*Recorded data:*
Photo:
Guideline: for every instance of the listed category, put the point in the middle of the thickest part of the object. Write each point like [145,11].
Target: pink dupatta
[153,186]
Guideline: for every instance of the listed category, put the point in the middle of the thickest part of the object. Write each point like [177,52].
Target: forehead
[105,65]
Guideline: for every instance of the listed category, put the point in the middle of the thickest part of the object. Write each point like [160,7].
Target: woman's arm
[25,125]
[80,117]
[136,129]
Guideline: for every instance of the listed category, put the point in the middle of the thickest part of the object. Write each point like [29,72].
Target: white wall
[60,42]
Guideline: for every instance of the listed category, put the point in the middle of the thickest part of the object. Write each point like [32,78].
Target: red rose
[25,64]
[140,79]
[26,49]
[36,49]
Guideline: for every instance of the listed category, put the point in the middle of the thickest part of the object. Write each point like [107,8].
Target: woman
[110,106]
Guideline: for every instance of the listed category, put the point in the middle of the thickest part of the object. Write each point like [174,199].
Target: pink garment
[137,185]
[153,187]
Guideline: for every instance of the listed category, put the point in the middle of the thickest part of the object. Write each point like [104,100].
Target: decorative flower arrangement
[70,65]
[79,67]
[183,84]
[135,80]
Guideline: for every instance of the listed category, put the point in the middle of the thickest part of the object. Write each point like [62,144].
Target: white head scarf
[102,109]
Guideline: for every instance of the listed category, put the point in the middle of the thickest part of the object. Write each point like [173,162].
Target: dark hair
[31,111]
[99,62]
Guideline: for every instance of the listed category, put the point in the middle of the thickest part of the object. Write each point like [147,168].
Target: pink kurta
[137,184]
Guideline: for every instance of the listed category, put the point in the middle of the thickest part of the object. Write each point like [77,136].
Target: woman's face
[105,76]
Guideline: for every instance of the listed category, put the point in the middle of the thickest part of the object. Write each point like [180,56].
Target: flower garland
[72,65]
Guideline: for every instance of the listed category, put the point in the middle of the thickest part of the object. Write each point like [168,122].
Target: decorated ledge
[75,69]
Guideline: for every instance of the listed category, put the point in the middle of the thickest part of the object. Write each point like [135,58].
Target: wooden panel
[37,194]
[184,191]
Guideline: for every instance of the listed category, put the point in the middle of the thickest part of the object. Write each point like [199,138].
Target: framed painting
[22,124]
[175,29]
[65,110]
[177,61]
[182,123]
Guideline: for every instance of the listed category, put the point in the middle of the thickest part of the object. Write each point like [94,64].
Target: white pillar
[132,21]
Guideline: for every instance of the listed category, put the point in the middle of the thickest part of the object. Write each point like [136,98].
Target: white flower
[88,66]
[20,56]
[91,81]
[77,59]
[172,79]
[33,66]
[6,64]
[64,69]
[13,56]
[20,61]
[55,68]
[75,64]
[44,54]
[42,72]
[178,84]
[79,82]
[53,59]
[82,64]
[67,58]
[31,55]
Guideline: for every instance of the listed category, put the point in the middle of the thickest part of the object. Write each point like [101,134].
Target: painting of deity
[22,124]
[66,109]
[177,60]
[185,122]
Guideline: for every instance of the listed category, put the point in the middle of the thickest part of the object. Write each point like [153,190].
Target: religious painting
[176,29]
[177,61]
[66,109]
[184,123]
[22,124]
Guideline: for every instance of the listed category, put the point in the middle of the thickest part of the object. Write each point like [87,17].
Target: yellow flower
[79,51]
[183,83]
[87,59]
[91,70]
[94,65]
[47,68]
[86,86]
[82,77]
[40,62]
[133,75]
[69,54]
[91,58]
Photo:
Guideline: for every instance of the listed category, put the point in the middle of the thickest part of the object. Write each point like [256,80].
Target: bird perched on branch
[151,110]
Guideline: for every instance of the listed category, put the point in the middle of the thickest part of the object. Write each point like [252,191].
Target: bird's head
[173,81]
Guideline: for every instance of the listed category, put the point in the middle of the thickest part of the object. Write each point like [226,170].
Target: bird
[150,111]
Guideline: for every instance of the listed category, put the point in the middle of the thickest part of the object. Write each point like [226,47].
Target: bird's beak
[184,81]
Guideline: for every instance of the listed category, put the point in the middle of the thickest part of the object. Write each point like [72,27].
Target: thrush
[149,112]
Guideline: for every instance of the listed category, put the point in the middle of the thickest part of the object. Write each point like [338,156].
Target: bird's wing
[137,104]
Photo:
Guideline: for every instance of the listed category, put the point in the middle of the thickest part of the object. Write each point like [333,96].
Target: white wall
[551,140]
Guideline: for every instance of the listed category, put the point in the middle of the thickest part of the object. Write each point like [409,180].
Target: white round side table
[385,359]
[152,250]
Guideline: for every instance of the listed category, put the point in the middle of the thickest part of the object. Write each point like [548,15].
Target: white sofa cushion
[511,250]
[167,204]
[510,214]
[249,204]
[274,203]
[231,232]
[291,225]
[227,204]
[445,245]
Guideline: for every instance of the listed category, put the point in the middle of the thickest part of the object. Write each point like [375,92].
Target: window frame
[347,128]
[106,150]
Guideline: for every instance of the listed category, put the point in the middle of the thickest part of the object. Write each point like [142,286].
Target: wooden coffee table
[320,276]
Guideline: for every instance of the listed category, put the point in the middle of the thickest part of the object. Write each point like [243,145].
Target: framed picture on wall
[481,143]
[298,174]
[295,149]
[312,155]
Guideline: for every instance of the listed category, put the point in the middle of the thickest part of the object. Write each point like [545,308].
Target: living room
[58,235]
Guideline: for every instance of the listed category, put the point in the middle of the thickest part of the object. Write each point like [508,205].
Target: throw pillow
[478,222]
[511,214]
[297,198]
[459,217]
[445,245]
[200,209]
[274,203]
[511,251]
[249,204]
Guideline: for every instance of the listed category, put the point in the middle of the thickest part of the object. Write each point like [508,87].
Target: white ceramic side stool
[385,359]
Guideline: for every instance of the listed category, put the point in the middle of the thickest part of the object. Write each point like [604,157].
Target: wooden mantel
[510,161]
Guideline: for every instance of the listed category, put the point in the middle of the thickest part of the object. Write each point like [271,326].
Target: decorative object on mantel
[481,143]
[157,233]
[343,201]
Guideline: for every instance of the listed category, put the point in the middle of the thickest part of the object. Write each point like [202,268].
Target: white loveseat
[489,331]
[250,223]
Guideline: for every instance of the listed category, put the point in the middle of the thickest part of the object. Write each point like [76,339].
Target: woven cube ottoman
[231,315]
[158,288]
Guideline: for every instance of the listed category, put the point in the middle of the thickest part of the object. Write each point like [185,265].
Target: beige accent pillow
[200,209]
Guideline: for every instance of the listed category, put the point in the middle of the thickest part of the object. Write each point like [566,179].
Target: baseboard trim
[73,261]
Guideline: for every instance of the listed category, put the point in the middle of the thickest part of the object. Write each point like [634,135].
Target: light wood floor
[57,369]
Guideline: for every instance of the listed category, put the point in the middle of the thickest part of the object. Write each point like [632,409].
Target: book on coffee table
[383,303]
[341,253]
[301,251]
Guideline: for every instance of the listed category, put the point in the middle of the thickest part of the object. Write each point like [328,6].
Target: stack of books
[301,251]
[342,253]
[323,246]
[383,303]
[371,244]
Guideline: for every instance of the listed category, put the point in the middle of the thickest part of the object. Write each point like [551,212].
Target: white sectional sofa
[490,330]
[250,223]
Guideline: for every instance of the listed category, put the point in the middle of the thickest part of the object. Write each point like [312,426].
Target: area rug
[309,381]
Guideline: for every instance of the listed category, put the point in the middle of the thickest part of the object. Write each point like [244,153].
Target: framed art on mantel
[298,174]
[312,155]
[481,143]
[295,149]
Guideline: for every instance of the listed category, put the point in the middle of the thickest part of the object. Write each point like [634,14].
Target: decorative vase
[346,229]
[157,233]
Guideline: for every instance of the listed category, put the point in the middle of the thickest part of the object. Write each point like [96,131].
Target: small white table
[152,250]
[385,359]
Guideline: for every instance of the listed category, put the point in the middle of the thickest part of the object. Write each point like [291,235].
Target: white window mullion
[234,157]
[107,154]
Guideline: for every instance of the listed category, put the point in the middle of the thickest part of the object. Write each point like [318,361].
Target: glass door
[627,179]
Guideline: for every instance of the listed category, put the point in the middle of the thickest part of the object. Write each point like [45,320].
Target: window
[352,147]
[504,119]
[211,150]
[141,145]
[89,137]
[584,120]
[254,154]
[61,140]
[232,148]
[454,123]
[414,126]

...

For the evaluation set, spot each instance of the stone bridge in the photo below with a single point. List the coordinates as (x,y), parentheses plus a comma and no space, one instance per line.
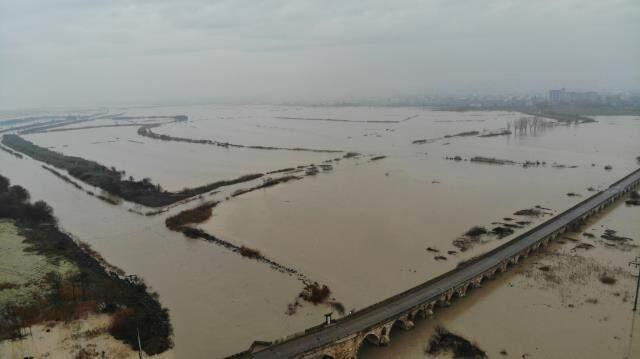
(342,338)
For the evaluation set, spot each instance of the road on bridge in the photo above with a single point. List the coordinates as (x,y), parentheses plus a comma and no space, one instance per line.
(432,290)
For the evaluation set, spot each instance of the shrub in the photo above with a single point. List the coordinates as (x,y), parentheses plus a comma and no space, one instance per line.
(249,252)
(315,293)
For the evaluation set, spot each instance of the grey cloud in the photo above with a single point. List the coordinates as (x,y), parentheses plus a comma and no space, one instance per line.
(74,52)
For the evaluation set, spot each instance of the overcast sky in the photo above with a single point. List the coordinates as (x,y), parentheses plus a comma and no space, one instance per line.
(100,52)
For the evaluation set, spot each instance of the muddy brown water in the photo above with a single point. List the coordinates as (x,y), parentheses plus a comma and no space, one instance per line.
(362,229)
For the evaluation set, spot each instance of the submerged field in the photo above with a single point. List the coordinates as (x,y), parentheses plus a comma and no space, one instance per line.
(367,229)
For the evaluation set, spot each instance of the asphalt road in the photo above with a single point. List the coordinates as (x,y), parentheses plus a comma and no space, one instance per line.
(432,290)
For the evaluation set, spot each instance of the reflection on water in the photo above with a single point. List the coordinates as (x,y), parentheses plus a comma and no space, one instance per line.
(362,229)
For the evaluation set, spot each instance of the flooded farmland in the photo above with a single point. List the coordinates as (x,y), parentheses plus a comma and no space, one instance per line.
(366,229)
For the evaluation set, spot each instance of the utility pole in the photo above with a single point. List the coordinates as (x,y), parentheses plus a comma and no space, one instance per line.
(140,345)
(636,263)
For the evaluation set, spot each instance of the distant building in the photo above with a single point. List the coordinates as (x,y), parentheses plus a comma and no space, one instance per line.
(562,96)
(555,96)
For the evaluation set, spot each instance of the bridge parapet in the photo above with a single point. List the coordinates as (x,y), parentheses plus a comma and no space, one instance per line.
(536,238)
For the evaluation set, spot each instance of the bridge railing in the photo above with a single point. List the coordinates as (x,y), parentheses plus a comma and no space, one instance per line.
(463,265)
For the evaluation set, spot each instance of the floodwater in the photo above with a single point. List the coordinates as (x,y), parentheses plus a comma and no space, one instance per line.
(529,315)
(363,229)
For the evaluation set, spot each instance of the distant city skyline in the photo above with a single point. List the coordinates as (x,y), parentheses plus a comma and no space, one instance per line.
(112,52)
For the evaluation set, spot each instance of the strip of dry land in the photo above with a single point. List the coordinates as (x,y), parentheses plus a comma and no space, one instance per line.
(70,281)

--

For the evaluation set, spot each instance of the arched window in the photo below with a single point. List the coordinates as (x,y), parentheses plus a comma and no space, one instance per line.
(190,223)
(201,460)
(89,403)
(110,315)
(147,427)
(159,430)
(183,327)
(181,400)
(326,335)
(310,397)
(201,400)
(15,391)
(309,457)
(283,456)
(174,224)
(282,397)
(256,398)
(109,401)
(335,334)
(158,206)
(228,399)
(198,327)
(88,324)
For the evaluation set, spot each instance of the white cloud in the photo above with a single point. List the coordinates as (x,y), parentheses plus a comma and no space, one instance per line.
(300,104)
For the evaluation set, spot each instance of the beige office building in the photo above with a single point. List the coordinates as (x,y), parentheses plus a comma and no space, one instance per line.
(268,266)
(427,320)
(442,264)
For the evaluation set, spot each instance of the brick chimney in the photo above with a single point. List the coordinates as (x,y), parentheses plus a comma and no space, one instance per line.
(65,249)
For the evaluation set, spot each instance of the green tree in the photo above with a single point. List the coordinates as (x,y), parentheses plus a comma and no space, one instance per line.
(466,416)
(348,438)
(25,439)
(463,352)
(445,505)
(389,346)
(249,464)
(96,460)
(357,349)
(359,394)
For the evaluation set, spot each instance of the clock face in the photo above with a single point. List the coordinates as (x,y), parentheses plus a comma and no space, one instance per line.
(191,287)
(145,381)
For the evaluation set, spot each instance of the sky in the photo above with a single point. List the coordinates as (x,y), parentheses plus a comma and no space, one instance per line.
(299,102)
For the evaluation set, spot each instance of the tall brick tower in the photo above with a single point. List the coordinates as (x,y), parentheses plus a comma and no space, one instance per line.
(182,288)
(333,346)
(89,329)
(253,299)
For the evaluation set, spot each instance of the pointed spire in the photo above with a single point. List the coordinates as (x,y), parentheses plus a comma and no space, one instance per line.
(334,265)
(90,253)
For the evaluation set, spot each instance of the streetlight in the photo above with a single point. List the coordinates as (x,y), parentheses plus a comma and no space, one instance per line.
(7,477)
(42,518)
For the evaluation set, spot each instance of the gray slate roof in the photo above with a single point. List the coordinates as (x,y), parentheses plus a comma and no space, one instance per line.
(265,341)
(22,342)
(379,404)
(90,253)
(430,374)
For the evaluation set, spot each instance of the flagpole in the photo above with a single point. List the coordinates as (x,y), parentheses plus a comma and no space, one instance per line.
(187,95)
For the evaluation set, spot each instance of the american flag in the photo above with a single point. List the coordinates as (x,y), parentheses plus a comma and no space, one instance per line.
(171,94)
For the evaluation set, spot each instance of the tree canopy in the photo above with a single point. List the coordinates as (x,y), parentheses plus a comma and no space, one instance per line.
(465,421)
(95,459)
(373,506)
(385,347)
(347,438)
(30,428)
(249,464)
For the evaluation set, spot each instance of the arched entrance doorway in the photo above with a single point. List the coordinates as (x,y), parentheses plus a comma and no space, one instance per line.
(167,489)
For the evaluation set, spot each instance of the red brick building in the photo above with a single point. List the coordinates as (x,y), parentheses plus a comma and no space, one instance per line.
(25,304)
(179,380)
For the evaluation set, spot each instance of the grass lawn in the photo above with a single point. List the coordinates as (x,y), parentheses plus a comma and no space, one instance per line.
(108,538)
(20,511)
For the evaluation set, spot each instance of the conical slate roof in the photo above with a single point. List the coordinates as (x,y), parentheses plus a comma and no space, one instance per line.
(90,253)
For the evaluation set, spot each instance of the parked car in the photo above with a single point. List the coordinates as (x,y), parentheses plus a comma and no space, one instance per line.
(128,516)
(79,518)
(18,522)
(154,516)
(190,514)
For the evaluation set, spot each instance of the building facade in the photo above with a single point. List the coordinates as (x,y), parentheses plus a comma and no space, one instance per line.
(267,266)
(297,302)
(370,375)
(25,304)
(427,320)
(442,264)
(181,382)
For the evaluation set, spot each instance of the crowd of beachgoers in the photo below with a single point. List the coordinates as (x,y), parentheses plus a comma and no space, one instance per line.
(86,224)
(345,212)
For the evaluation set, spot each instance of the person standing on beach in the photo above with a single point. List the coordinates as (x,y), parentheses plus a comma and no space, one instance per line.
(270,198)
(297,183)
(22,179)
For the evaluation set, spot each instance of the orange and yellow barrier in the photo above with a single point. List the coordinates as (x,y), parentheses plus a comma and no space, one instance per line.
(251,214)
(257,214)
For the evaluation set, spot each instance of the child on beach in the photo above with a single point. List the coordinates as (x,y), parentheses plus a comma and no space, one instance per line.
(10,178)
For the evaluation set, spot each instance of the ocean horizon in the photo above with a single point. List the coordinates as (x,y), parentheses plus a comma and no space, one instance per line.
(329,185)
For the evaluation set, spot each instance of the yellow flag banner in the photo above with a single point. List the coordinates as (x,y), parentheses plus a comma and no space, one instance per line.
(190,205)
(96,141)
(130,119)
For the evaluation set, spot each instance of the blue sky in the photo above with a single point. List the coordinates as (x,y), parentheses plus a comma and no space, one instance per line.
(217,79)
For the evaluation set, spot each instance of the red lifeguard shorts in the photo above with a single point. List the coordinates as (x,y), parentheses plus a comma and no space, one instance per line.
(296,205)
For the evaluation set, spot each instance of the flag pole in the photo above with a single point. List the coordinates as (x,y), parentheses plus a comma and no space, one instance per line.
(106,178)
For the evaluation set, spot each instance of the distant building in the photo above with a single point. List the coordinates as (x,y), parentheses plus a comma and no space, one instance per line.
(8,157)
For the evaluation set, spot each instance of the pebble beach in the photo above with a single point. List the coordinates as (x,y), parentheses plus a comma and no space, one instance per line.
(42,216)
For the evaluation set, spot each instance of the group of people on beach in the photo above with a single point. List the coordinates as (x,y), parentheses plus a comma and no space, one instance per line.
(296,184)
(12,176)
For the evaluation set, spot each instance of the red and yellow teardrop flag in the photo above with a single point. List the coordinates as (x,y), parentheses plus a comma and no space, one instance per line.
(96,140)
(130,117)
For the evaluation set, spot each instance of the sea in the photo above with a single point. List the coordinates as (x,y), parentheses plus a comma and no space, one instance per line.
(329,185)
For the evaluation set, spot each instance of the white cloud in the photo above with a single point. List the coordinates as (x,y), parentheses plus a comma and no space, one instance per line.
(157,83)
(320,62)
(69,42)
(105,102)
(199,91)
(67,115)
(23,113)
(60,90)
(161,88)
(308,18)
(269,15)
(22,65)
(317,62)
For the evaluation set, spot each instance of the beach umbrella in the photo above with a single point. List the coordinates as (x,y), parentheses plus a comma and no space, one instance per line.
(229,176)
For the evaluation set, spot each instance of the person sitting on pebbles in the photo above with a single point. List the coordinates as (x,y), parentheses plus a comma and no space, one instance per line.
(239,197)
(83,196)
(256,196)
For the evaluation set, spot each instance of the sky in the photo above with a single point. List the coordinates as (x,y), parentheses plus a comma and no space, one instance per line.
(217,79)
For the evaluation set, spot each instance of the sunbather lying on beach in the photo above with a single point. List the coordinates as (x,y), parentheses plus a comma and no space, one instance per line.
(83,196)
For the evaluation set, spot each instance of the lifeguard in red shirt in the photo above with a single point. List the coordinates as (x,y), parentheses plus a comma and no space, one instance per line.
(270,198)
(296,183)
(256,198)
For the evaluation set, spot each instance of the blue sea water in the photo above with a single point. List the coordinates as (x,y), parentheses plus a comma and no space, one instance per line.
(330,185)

*Work to complete:* Filter the entries above and copy out each line that contains the word "sofa".

*Solution:*
Target: white sofa cushion
Target: white sectional sofa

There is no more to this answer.